**TAREFA**
Responda, por favor, a estas perguntas sobre o trecho abaixo, a respeito do atleta Petrucio Ferreira, numerando as respostas da mesma forma:
1. Em que dia Petrucio deixou seu apartamento em João Pessoa?
2. Em que lugar ele treina pelo menos cinco dias por semana?
3. De que maneira o treinador Pedro de Almeida Pereira orienta o atleta?

── TRECHO FORNECIDO

O município de São José do Brejo do Cruz, no sertão paraibano, reúne cerca de 1.800 moradores. Entre eles, atualmente, está o atleta paraolímpico mais rápido do mundo.

No dia 18 de março, quase um mês antes de o governo da Paraíba decretar estado de calamidade pública diante da pandemia de Covid-19, Petrucio Ferreira, 23, deixou o seu apartamento em João Pessoa, a rotina de treinos nos pisos emborrachados e viajou mais de 400 km para se isolar no sítio dos pais, na região onde nasceu.

Para manter a forma, ele treina pelo menos cinco dias por semana em um campo de futebol inutilizado do local, em que o principal desafio é desviar dos buracos e pedras.

São trotes e corridas na terra, sessões de arrancadas com a ajuda de elásticos, além de circuitos com contrapesos para fortalecimento muscular.

“Por correr diariamente no mesmo lugar, estou bem mais acostumado, mas sempre treino atento, olhando para o chão”, afirma Petrucio, sobre a estratégia para domar o terreno acidentado.

O treinador Pedro de Almeida Pereira envia uma planilha de treinos e eventualmente realiza uma videoconferência para orientar o seu atleta.

“Quero que ele, neste período de isolamento social, melhore a mobilidade, a flexibilidade muscular, além dos níveis de resistência, deixando o organismo mais resistente a viroses”, diz o técnico.

────
── LINHAS DE DADOS

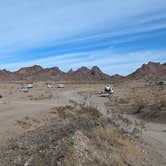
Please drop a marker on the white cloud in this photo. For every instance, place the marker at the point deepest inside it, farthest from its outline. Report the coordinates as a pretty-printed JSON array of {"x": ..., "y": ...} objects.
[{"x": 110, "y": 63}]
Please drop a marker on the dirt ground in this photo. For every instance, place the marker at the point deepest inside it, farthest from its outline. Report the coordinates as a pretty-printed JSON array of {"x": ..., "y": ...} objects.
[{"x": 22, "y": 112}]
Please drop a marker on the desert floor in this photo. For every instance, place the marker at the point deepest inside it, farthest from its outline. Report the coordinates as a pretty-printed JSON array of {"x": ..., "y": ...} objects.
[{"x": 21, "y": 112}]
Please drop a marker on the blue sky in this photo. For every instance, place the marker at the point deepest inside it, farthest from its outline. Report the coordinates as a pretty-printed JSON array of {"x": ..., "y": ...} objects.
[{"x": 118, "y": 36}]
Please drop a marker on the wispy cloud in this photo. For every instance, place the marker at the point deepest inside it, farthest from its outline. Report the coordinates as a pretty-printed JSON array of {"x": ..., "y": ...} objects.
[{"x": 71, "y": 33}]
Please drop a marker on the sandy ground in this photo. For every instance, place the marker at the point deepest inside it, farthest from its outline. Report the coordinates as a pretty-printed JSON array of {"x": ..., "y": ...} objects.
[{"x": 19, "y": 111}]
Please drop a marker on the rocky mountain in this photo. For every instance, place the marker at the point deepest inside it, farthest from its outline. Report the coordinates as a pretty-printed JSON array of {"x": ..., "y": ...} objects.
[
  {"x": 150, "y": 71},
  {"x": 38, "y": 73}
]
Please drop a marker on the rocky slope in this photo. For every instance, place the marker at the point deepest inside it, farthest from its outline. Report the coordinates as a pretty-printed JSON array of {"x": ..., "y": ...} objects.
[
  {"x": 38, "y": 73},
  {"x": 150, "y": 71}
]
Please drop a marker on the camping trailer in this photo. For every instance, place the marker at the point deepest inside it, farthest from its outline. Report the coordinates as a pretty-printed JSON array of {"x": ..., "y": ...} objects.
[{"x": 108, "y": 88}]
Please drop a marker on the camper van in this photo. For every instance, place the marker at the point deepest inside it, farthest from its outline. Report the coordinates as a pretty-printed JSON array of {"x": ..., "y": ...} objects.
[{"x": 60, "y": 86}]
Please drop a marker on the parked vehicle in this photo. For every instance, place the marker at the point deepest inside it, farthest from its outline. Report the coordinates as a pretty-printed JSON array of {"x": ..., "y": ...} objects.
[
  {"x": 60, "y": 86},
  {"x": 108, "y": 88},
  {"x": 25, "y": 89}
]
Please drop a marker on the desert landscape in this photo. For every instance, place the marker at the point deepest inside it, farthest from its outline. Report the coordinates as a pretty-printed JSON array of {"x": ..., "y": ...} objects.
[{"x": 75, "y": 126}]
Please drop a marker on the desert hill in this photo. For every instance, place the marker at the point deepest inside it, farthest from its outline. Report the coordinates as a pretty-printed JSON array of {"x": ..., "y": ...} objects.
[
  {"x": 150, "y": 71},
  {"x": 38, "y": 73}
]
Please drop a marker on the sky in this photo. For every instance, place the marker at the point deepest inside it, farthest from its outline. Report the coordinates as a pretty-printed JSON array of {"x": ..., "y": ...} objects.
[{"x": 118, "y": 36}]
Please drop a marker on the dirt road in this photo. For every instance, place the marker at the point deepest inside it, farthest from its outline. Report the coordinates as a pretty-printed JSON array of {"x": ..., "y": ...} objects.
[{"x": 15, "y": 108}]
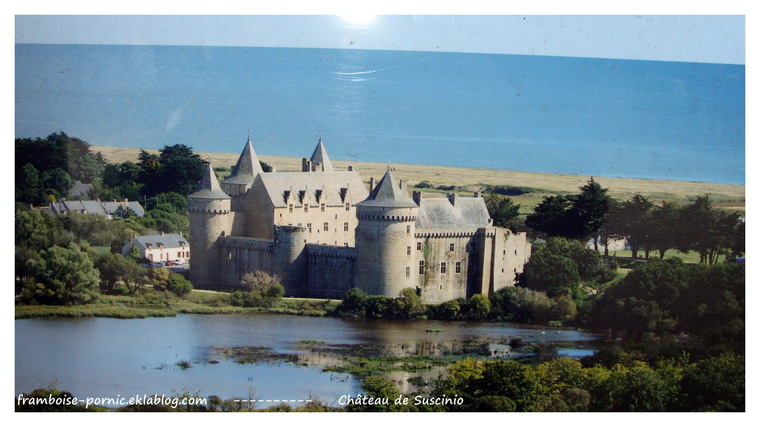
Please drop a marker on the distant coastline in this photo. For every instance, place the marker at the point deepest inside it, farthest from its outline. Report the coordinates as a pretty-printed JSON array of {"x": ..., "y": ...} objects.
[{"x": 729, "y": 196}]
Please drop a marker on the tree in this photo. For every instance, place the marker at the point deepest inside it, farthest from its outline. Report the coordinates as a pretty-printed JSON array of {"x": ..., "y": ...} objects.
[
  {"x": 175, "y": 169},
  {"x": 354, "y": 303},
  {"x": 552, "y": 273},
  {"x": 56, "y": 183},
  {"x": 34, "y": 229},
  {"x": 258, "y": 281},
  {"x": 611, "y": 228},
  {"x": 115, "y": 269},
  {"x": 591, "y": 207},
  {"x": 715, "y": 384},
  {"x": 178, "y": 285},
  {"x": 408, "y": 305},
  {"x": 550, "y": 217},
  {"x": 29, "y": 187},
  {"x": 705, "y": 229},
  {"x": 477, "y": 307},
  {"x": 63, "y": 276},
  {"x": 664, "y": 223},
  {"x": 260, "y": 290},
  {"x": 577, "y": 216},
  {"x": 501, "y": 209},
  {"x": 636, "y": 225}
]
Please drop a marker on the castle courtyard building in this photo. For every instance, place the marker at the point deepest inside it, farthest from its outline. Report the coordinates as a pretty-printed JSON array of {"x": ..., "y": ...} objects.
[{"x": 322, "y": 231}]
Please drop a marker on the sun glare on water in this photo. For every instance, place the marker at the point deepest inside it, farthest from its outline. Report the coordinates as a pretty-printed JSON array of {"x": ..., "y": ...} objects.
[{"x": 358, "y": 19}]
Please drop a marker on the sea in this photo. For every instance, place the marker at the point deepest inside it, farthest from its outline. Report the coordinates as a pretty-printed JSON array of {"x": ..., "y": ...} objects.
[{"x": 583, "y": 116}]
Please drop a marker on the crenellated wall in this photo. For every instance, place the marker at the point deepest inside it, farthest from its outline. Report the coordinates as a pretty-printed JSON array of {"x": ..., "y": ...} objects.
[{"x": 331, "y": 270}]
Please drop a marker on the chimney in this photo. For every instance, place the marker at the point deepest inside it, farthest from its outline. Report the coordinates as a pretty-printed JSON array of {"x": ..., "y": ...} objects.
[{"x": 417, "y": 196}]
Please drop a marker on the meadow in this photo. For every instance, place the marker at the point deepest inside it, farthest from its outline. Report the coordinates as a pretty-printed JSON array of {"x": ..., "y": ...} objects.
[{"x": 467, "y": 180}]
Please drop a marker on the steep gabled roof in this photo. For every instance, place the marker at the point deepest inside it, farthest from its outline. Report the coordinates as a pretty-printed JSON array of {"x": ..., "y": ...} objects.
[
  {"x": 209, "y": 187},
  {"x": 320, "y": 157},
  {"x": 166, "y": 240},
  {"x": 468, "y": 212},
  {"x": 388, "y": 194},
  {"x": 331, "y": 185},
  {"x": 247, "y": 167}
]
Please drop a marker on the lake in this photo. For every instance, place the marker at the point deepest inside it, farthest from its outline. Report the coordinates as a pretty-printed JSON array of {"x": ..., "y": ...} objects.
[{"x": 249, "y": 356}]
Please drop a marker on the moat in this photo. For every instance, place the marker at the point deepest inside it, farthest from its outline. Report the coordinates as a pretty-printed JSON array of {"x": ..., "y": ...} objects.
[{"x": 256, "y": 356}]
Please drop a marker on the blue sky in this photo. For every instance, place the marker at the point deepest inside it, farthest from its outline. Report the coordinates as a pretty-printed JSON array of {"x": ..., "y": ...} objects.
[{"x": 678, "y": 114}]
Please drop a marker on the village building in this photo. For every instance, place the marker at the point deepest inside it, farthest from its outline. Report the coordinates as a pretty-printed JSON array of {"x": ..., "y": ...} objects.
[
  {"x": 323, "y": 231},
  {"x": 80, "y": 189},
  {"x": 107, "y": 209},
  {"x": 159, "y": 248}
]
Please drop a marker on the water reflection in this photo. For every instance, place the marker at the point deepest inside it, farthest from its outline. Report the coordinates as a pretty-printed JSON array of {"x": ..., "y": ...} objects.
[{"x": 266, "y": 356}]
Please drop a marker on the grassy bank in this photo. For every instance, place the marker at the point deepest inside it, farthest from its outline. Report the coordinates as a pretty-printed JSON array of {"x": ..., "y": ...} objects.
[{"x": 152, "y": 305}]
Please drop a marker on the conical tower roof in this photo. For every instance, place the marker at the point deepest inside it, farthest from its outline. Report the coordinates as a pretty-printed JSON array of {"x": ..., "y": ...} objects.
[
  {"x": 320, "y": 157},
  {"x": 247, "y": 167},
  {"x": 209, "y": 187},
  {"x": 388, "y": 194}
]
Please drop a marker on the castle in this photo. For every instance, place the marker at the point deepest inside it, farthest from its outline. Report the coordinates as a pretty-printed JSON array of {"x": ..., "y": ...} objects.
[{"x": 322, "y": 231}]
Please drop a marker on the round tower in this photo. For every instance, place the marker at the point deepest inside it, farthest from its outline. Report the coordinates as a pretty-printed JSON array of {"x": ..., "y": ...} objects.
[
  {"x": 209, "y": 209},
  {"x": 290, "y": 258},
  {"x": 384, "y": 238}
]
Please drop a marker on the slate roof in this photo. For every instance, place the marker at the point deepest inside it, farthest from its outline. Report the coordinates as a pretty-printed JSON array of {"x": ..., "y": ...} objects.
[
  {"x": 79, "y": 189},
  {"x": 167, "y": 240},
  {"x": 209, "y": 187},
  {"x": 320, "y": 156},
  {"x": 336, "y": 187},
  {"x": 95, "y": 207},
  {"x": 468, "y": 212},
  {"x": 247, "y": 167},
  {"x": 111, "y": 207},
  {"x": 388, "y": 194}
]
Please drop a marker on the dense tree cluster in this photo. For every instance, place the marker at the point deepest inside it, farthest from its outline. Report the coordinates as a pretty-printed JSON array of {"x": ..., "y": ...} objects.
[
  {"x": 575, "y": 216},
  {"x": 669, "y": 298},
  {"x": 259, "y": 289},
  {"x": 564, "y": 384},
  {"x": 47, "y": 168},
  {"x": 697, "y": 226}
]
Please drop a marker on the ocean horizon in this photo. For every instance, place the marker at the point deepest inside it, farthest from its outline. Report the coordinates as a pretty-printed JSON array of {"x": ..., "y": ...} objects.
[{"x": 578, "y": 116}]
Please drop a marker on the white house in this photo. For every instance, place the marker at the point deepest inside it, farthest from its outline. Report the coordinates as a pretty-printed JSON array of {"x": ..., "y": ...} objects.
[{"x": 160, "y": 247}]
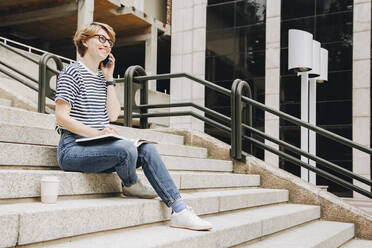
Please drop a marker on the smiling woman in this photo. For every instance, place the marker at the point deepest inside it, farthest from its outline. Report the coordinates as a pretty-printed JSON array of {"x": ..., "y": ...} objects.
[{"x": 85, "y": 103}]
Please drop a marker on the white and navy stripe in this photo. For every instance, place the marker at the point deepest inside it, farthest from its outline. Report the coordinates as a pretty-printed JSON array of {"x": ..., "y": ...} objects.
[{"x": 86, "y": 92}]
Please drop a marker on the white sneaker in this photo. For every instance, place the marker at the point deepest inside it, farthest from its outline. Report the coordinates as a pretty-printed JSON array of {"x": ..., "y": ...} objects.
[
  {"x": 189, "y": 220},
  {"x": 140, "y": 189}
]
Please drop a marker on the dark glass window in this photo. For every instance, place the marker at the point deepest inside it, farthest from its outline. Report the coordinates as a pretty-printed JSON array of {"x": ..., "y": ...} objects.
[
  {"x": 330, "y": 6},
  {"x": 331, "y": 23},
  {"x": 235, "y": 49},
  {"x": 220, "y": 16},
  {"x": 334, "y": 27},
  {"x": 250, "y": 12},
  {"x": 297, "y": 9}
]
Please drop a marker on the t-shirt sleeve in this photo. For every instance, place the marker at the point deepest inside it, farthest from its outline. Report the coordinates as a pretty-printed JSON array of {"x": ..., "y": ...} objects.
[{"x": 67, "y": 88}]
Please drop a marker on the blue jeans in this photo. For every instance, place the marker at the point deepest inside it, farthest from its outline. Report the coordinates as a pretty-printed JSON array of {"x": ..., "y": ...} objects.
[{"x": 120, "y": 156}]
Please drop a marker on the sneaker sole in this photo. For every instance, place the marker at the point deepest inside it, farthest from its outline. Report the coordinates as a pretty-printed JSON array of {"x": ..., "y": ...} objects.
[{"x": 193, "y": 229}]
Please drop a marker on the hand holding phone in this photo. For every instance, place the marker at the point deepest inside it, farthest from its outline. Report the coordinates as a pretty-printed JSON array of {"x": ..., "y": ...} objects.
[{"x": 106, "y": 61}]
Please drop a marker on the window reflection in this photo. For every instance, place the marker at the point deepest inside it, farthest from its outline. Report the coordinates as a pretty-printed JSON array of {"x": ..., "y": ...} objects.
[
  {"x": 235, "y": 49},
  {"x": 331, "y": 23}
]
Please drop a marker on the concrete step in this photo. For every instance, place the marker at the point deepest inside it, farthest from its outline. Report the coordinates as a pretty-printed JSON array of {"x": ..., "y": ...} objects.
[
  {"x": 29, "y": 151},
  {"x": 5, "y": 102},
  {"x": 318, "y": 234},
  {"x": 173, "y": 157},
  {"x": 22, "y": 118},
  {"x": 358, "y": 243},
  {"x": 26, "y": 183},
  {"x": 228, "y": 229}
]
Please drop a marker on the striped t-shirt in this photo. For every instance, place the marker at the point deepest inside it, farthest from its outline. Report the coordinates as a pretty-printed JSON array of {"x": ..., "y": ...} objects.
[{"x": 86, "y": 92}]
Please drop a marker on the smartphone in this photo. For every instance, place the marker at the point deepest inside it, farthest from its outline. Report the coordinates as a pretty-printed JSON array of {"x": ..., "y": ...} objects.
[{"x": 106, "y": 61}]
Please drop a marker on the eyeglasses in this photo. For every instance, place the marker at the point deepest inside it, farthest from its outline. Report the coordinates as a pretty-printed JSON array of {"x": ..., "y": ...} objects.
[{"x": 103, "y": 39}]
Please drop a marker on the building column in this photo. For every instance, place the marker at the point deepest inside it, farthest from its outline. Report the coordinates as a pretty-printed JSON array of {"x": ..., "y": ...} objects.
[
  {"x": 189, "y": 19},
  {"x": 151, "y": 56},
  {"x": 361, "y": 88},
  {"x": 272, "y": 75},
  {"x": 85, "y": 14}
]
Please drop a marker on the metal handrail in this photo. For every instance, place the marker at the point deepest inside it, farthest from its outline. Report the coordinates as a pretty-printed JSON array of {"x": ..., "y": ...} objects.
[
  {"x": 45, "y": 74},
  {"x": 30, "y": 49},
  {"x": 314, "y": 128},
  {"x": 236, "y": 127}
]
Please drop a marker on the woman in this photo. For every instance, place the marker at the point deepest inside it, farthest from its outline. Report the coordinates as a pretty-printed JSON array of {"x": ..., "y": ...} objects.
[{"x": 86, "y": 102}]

────

**CAMPO DE RESPOSTA**
1. No dia 18 de março.
2. Em um campo de futebol inutilizado do local.
3. Ele envia uma planilha de treinos e eventualmente realiza uma videoconferência.